__Fragmento__:
________________________
Al día siguiente, el médico encargado le comunicó al padre de la niña que no había mucha posibilidad de que se salvara, ya que su sistema digestivo estaba gravemente deteriorado. No obstante, existía la alternativa de trasladarla, en avión ambulancia, a una clínica en Bogotá D.C. Y así fue.
Juana María recuerda que, ya en la capital del país, los galenos le hicieron saber que estaban luchando por protegerle a María Ángel el único riñón que no tenía afectación y, pese a que su corazón estaba a punto de un paro fulminante, prometieron que harían hasta lo imposible por arrebatársela a la muerte.
“Fue una luz poderosa la que me dieron esos médicos —relata Juana María. El doctor que recibió el caso me dijo: «En este punto, de un 100%, la niña tiene 15% de probabilidad de supervivencia, pero, mientras siga respirando, hay esperanza»”.
________________________
Registros de un conjunto de datos:

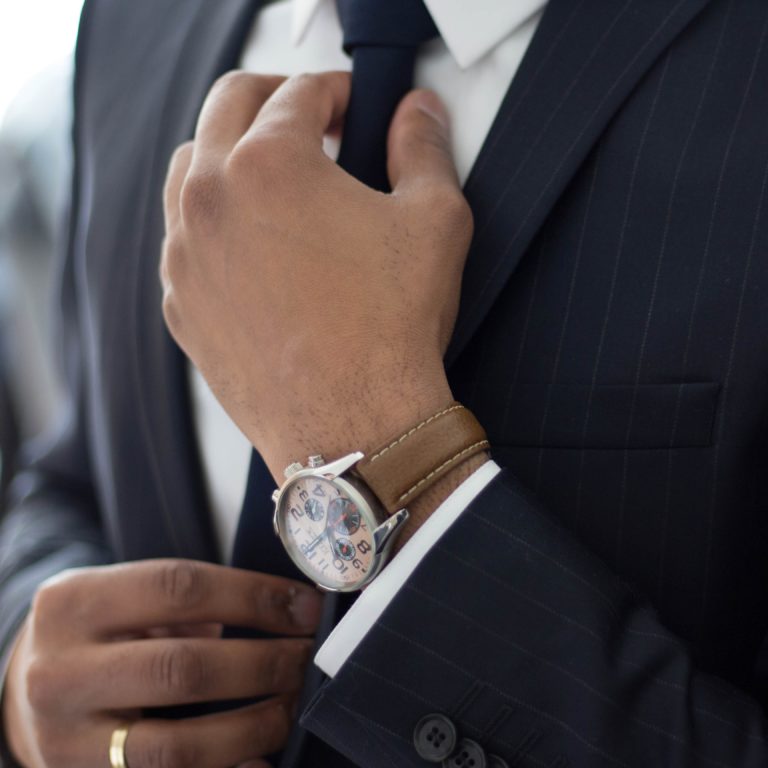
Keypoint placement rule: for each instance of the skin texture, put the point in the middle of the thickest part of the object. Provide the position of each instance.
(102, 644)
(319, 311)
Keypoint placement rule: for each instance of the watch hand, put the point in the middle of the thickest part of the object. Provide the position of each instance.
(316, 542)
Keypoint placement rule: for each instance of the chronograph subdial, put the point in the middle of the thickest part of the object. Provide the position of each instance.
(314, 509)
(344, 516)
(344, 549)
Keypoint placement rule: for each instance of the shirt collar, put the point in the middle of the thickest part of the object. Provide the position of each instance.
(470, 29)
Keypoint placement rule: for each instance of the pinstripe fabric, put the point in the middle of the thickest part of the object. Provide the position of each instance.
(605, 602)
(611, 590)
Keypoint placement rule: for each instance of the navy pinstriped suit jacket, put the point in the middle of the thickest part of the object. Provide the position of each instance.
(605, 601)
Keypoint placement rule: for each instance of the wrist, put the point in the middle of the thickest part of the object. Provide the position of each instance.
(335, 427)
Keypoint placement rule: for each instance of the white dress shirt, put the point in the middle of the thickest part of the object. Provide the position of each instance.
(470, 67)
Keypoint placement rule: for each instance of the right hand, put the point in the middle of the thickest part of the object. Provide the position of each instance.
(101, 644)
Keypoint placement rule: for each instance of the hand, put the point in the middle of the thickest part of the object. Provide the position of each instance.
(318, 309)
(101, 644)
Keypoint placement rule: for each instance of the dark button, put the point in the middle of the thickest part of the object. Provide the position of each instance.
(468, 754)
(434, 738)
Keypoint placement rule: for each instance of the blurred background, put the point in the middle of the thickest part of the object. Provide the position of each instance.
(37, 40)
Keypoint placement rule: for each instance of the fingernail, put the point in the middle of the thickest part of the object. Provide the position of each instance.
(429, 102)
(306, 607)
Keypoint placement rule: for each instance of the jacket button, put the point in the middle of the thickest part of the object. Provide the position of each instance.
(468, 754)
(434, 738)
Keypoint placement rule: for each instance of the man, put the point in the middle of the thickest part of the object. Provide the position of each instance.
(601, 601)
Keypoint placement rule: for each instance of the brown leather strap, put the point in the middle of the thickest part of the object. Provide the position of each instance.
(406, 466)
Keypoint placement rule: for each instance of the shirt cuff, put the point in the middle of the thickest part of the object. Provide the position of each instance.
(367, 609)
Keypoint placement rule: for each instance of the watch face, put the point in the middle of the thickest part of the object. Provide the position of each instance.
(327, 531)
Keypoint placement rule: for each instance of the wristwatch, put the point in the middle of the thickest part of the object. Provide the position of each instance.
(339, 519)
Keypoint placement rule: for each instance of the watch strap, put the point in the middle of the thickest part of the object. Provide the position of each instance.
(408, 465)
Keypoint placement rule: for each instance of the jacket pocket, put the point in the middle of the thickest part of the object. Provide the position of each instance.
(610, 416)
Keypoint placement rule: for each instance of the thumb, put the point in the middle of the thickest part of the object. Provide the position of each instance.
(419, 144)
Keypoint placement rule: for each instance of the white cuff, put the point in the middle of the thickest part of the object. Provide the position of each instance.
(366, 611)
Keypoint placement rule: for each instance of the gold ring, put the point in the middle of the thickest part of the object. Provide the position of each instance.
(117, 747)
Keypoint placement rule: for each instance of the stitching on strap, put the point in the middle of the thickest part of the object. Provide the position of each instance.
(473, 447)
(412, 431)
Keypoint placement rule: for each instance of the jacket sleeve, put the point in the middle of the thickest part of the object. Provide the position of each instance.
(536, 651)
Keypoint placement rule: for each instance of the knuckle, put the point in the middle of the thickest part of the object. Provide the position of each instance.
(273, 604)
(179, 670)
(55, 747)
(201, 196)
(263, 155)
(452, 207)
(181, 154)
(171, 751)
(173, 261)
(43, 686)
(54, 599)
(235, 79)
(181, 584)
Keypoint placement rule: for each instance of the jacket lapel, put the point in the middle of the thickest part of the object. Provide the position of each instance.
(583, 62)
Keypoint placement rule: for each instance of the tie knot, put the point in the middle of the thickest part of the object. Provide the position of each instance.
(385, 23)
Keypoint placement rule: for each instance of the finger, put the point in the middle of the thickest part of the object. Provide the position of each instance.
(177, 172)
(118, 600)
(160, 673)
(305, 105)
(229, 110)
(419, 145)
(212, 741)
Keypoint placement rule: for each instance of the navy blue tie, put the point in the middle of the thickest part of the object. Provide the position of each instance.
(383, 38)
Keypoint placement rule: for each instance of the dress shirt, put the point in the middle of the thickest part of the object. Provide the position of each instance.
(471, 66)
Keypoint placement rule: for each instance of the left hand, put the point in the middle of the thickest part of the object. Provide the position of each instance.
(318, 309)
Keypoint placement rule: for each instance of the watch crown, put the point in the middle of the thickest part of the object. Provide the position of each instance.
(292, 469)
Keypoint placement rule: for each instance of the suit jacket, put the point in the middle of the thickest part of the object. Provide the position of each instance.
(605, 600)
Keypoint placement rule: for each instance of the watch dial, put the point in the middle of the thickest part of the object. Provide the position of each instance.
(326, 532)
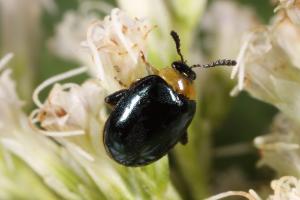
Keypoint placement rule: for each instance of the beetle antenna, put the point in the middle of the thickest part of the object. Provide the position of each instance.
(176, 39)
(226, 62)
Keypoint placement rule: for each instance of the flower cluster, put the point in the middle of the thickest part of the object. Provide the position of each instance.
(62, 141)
________________________
__Preguntas__:
A. Según el fragmento sobre María Ángel, ¿en qué llevaron a la niña hasta Bogotá?
B. Copia del fragmento sobre María Ángel todo lo que va desde "Juana María recuerda" hasta "a la muerte.".
C. Sigue escribiendo el fragmento sobre María Ángel a partir de donde termina.

__Respuestas esperadas__:
A. En avión ambulancia.

B.
Juana María recuerda que, ya en la capital del país, los galenos le hicieron saber que estaban luchando por protegerle a María Ángel el único riñón que no tenía afectación y, pese a que su corazón estaba a punto de un paro fulminante, prometieron que harían hasta lo imposible por arrebatársela a la muerte.

C.
Más adelante, le comentaron que se necesitaba con urgencia un trasplante de hígado, para lo cual eran necesarios exámenes médicos rigurosos para ambos padres y trámites legales en la notaría. Mientras el padre de la menor se disponía a arribar a Bogotá en las próximas horas, Juana María asumió toda la responsabilidad de la situación: hizo las diligencias notariales y se sometió a los estudios pertinentes, los cuales arrojaron que ella era compatible con el organismo de su hija.
“Me ingresaron al quirófano a las 4 de la madrugada y salí a las 9 de la mañana. Recuperé el conocimiento siendo las 4 de la tarde, cuando ya el papá había llegado a la clínica. Después, ingresaron a la niña a la sala de cirugía. Durante el procedimiento, se estaba agravando un poco más, pero los médicos la estabilizaron. De todos modos, estaba inflamada, tomó un color morado, después negro y, por último, amarillo”, rememora Juana María.
Aún con las dolencias de la intervención, la madre logró ver a la niña cuando la trasladaban en una camilla hacia el quirófano. Esa visión, según afirma, le borró, por un momento, cualquier rastro de esperanza. “Al verla con esa cantidad de aparatos, tubos y mangueras —dice— me imaginé que no se iba a salvar”.
Sin embargo, con el transcurrir de los días, los médicos iban retirando los aparatos. Hubo un momento en el que la niña reaccionó despertó y de manera agresiva y preguntando dónde estaba y quiénes eran las personas que la rodeaban.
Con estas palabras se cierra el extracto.